▶ [What needs to be done]:
Please edit the material below so that every "Tag" becomes "Mark", keeping all other text the same.

Stored data
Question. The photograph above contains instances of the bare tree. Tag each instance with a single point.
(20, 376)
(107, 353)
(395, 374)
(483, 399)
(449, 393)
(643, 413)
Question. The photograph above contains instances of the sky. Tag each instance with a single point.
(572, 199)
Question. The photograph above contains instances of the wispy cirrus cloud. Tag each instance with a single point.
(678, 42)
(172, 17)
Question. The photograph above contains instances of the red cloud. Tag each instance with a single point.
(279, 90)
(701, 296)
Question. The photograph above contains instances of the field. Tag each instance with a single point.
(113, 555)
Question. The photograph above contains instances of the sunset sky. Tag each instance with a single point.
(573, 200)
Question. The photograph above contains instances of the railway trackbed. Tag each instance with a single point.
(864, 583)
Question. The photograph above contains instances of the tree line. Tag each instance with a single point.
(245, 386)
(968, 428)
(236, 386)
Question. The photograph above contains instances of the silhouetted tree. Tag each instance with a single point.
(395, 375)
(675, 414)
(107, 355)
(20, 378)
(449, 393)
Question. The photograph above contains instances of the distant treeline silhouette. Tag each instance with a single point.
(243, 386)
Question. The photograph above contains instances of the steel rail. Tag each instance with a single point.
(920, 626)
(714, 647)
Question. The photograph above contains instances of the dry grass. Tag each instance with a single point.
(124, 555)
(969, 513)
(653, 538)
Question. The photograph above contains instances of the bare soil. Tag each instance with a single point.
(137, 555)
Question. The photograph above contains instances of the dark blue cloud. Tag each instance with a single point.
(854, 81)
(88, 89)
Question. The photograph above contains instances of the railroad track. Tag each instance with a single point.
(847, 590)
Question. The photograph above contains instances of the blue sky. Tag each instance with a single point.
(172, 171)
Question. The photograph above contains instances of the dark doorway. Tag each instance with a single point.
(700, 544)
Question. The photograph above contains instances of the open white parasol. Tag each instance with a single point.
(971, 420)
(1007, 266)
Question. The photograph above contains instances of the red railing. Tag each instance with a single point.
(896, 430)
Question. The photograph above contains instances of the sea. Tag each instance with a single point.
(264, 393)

▶ [Response]:
Question. The photograph above contains instances of the bare tree. Mark each instance with a single point.
(20, 376)
(107, 353)
(395, 374)
(483, 399)
(449, 393)
(643, 413)
Question. The photograph above contains instances of the sky. Mark each instance with a single point.
(572, 199)
Question. The photograph above contains instances of the wispy cirrus cloud. Mark each instance with a single point.
(678, 42)
(172, 17)
Question. The photograph above contains instances of the red cloud. Mark each instance with a single point.
(279, 90)
(701, 296)
Question. The photograph above contains instances of the field. Mark each instance with a single point.
(113, 555)
Question. The photograph above contains instances of the sunset sky. Mark each instance with a single point.
(573, 200)
Question. The photograph above contains instances of the railway trackbed. Mark each instance with a single point.
(864, 583)
Question. The photograph above contains instances of the tree line. Mark each instance with a single point.
(245, 386)
(968, 428)
(236, 386)
Question. The photograph above contains instances of the silhouetted tree. Mark each instance with a single point.
(395, 375)
(675, 414)
(107, 355)
(20, 378)
(449, 393)
Question. The photograph above contains instances of the distant treeline silhouette. Mark each instance with a single point.
(243, 386)
Question. The photograph above contains instances of the steel rail. Mark each instance with a single point.
(920, 626)
(714, 647)
Question. The photograph above contains instances of the dry grass. Mark each instance with a single point.
(124, 555)
(969, 513)
(653, 538)
Question. The photograph above contains instances of the bare soil. Mark each instance with a single point.
(137, 555)
Question. The photograph above contains instances of the dark blue cloud. Mark each instance with a single point.
(854, 81)
(88, 89)
Question. The photograph above contains instances of the railroad track. Mark each instance with a single point.
(847, 590)
Question. The photograph above contains instances of the blue sky. Mark each instance with a single point.
(172, 171)
Question. The photograph above contains instances of the dark doorway. Mark each instance with a single point.
(700, 544)
Question. The photograph above contains instances of the open white parasol. Mark each instance with a single point.
(971, 420)
(1007, 266)
Question. The photograph above contains instances of the red railing. Mark each instance with a single point.
(896, 430)
Question. The photograph above contains instances of the sea. Mark each instance with a single point.
(264, 393)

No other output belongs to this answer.